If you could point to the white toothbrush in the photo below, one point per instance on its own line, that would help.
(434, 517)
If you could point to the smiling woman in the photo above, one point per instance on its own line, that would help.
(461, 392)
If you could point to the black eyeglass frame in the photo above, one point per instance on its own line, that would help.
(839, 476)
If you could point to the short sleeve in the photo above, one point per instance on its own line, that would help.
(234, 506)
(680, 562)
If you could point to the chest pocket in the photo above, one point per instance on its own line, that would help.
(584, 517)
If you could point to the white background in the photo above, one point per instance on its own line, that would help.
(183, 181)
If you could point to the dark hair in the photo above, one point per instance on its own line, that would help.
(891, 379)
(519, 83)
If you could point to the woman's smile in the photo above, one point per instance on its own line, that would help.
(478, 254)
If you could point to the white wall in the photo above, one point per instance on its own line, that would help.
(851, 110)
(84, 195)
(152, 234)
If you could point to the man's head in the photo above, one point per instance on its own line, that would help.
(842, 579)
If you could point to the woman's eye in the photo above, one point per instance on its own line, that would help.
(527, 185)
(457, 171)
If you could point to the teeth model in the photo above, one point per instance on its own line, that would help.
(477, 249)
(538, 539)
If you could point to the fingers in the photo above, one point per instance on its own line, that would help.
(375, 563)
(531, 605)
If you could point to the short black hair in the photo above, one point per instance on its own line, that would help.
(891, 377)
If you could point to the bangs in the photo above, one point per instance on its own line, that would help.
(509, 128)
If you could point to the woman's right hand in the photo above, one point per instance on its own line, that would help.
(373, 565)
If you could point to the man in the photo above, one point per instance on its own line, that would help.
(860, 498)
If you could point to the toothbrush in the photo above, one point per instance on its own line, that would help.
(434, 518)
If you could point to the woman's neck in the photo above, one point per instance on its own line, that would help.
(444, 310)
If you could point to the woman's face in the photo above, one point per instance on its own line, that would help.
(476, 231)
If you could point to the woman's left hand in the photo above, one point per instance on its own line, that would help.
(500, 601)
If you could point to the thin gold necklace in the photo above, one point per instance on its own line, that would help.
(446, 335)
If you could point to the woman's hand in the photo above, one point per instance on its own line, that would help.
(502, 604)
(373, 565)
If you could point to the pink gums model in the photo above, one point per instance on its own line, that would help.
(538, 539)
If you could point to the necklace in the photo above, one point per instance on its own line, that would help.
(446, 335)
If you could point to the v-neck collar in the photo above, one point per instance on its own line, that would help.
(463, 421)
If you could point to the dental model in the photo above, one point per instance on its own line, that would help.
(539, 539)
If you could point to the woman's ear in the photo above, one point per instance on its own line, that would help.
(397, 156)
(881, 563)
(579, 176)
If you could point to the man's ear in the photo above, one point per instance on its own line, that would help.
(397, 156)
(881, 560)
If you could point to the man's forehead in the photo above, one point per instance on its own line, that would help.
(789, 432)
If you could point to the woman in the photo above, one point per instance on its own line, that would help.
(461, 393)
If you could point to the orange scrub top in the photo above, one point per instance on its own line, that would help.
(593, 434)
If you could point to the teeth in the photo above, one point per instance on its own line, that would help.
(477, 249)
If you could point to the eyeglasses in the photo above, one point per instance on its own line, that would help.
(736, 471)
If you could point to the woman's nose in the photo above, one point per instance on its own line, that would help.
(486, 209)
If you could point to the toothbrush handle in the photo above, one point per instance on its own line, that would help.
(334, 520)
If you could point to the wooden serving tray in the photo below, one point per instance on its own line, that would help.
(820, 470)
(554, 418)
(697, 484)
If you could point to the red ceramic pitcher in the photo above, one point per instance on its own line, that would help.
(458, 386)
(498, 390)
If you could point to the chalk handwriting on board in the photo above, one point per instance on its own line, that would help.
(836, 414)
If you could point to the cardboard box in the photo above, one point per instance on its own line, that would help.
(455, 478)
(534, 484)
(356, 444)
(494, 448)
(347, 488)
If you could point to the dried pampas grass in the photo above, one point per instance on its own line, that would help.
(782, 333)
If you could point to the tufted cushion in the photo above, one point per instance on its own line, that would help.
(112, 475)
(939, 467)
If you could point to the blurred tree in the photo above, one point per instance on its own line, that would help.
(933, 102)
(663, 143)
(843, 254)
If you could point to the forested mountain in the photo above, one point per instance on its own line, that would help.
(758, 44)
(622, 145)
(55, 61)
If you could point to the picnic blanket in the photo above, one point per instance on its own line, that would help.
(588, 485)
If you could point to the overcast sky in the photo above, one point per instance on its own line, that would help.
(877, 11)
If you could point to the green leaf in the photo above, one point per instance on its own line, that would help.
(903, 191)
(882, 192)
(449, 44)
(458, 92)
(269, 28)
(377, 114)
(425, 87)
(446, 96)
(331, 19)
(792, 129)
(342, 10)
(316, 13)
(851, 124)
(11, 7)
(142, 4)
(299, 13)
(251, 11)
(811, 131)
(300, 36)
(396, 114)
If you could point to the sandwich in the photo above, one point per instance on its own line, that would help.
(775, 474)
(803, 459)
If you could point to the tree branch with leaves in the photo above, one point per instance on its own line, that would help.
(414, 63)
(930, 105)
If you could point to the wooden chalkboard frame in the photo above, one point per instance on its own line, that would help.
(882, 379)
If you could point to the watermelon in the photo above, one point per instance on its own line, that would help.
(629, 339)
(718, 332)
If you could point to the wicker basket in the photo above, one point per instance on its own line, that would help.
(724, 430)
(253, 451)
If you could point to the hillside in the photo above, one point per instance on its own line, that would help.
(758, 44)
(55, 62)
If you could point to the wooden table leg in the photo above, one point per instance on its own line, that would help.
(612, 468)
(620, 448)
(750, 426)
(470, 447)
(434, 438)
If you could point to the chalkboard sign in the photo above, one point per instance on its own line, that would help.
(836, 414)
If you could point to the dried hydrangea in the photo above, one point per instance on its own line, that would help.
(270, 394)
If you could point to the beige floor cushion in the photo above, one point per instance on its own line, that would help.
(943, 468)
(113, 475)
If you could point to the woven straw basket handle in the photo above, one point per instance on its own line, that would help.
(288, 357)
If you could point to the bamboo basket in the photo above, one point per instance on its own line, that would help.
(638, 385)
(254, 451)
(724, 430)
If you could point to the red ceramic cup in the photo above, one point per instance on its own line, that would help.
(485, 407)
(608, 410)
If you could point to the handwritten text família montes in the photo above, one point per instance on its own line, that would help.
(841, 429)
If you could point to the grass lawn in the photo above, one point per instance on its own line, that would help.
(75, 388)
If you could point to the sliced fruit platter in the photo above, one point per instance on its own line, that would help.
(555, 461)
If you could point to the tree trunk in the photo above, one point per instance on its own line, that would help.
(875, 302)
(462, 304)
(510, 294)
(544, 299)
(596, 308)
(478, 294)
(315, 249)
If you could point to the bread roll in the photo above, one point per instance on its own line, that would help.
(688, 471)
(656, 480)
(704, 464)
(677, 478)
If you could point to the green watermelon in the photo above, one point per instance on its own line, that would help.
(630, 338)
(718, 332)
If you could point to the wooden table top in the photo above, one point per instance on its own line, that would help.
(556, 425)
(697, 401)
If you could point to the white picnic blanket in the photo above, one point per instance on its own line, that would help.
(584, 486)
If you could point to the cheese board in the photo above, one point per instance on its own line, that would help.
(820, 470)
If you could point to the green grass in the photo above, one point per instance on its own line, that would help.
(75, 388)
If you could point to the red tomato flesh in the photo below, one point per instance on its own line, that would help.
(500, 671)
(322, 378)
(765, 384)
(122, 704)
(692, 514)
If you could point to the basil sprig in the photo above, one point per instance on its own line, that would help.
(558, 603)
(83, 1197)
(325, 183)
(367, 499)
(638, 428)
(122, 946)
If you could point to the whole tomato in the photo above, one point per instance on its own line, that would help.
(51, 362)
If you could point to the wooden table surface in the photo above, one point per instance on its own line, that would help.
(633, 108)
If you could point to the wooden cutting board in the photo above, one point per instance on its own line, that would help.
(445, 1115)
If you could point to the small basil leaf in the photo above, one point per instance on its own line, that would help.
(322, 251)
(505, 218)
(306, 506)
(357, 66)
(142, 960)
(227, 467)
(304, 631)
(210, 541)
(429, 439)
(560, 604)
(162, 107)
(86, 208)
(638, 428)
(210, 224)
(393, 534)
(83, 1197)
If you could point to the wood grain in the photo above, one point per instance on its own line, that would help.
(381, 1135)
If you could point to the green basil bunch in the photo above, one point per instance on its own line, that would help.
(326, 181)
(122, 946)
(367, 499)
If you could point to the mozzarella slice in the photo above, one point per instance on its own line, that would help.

== == ==

- [What you will do]
Only the lines from the one containing "If you could point to the wooden table surface" to the end of the records should be repeated, exactly as they appear.

- [Output of the exercise]
If you could point to the wooden table surface in the photo above, one point per instance on its own line, that would help.
(633, 108)
If you could point to the wooden cutting board in the photo above, one point per instance on its own line, that would help.
(445, 1115)
If you could point to the small basil leaf in the photo above, one point per instance on its own line, that would help.
(322, 251)
(505, 218)
(306, 506)
(357, 66)
(142, 960)
(227, 467)
(304, 631)
(210, 541)
(429, 439)
(560, 604)
(162, 107)
(86, 208)
(638, 428)
(210, 224)
(393, 534)
(83, 1197)
If you could point to the wood grain in the photo above, one point per instance on its own line, that would help.
(381, 1135)
If you could point to the green basil bunch in the photo above, one point per instance on its own line, that would help.
(326, 181)
(122, 946)
(367, 499)
If you could point to the mozzarella slice in the photo above, one point per instance on its own line, that would help.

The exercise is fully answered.